STATED TASK A: Render the rows as a numbered list with blank lines omitted, covering everything from the line containing "trace --target dark" down to the last of the rows.
STATED TASK B: Extend the comments on copyright and the preservation of old works past their final sentence.

SELECTED EXTRACT:
%%

I wonder what material can NOT be used to study the role of women in society and whether the studies already cover enough. Odd that this is what the interviewed professor first thought about. Well, it must be utterly interesting ;)
They have a page on donations here, nothing specific about the library but I'm sure you could specify that a donation is for the library.
Kyzia said some of it should get to ibiblio, and since some of it is from the 19th century, that's eminently reasonable. That "very little science fiction" includes authors like Jules Verne, whose stuff is already available online, courtesy of Project Gutenberg. And while we're visiting the 19th century, though the article doesn't mention him, also freely available are the works of H.G. Wells.
Who's responsible for preserving information if the copyright holder doesn't do it? There's a lot of material generated over the past century that's turning to dust, or has been shoveled into landfills (many MGM props/old negatives were THROWN AWAY by the studio in the 70's to save space...)
With this mania about preventing copies, I can see a day when NOBODY can benefit from when copyright expires on an item, because it's long mouldered away, neglected by it's owner, and locked away from those who would have preserved it. Really, copyright should be shortened to a reasonable period, or else compulsory licensing to libraries and archives should be part of the deal, in order to ensure that the stuff the copyright owner makes money off of today can be enjoyed by the public tommorrow.
After all, the intent of copyright was to ensure the public had access to creative works, but making sure the creator had an incentive (ie, they got paid) to release their work and profit by it. But the key intent is to make sure that the work is acessible to all, so that the public as a whole can benefit. After all, that's why we have libraries, so that the society as a whole can be enriched.
Unfortunately, there are some who believe the exact opposite, that money should come before the public good... and they can afford to hire politicians to write laws that enforce that belief, and the lawyers to make it stick. The irony here is that corporations too were created for the public good.

%%

DATA ENTRIES:
%%

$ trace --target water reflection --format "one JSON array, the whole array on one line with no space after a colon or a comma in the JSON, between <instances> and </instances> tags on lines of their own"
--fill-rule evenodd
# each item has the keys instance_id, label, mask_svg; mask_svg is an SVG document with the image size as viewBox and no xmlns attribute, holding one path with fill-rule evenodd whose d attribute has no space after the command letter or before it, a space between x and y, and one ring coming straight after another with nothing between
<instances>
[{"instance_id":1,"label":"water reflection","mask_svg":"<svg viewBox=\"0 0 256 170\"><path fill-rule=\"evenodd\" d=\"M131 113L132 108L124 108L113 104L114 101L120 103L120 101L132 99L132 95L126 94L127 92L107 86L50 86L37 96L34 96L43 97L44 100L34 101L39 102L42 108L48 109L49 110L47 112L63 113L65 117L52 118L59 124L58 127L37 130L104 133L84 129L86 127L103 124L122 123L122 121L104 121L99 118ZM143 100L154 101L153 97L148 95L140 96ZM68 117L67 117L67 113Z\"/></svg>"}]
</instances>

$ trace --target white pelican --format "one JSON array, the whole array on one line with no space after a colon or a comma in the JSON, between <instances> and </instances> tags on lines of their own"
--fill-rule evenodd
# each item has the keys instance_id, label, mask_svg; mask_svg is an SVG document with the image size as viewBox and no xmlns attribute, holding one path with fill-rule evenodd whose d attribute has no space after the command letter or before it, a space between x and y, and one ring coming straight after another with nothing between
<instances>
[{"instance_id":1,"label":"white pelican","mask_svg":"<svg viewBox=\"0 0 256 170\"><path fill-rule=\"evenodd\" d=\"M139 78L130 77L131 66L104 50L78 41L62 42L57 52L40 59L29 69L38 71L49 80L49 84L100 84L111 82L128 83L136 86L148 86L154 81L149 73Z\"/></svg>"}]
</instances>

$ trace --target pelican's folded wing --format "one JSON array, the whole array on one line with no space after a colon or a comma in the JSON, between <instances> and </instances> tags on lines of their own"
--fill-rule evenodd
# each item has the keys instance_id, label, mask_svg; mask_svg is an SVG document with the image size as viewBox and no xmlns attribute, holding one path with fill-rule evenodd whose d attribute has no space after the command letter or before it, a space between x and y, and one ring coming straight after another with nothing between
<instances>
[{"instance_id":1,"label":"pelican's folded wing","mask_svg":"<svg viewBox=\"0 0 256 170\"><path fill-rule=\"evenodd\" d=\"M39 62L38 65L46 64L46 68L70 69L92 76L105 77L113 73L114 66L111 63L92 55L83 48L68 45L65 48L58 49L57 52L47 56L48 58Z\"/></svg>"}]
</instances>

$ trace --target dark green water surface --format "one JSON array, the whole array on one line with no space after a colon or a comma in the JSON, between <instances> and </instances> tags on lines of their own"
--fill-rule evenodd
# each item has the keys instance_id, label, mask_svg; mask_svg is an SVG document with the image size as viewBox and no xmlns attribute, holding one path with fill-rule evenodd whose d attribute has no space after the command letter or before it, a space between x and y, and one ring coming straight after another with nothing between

%%

TASK ANSWER A:
1. $ trace --target dark green water surface --format "one JSON array, the whole array on one line with no space after a colon or a comma in the JSON, between <instances> and </instances> tags on lines of their own"
2. --fill-rule evenodd
3. # each item has the keys instance_id, label, mask_svg; mask_svg is an SVG document with the image size as viewBox and no xmlns attribute, holding one path with fill-rule evenodd whose d attribute has no space after the command letter or before it, a space between x and y, and one ring coming straight after another with nothing between

TASK ANSWER B:
And it doesn't look like any concrete reform is going to come out of Enron and Worldcom. We really need to address the issue of corporations divorcing themselves from the rest of society, and acting as if they're above the law. Perhaps we need to go back to chartering corporations with specific aims that can benefit the public, by power of the state legislatures again?
I've been looking forward to the first book of his 'noughties trilogy'. As well as the slow progression (but certainly inevitable!) of Neuromancer and the Zen Differential, based on Count Zero, to the silver screen.
A big sigh of relief, and what a big boon to our understanding of the past's view of the future, it's now when hindsight truly makes the hopes and fears of past people known.
they made me do it
A similar donation was made in 1970 by Judith Merril to the Toronto Public Library. It's a reference library so they don't lend books(bastards).
A contemporary of Asimov, Leiber, Pohl and others she donated around 5000 items. The collection is now about 57000 items; Novels, Anthologies, Essays and more. What's really neat about the whole thing is that it's housed in a standard Toronto public library and anyone can use their services.
anyway...
J:)
Oh well, no point in steering now.
At 35,000 volumes, that donation certainly makes the Calgary collection larger than the MIT Science Fiction Society's collection. The MITSFS Collection has approximately 25,000 volumes, and is growing. I guess when the Gibson Donation is processed and shelved, it would take away the MITSFS's status as the world's largest open-shelved science fiction collection.
The size of the Gibson Donation is quite astonishing. The MITSFS Collection supposedly has 90% of all english-language science fiction ever published, and we have deals with the publishing companies to get a copy of every new SF book that comes out - often before the bookstores get them. I guess the Calgary donation has a lot of stuff that we totally overlooked (the Saturday Evening Post stuff), or else a lot of foreign language stuff (MITSFS isn't so strong on Japanese science fiction manga, for instance). If anybody is ever up in Cambridge, check the opening times, and stop by.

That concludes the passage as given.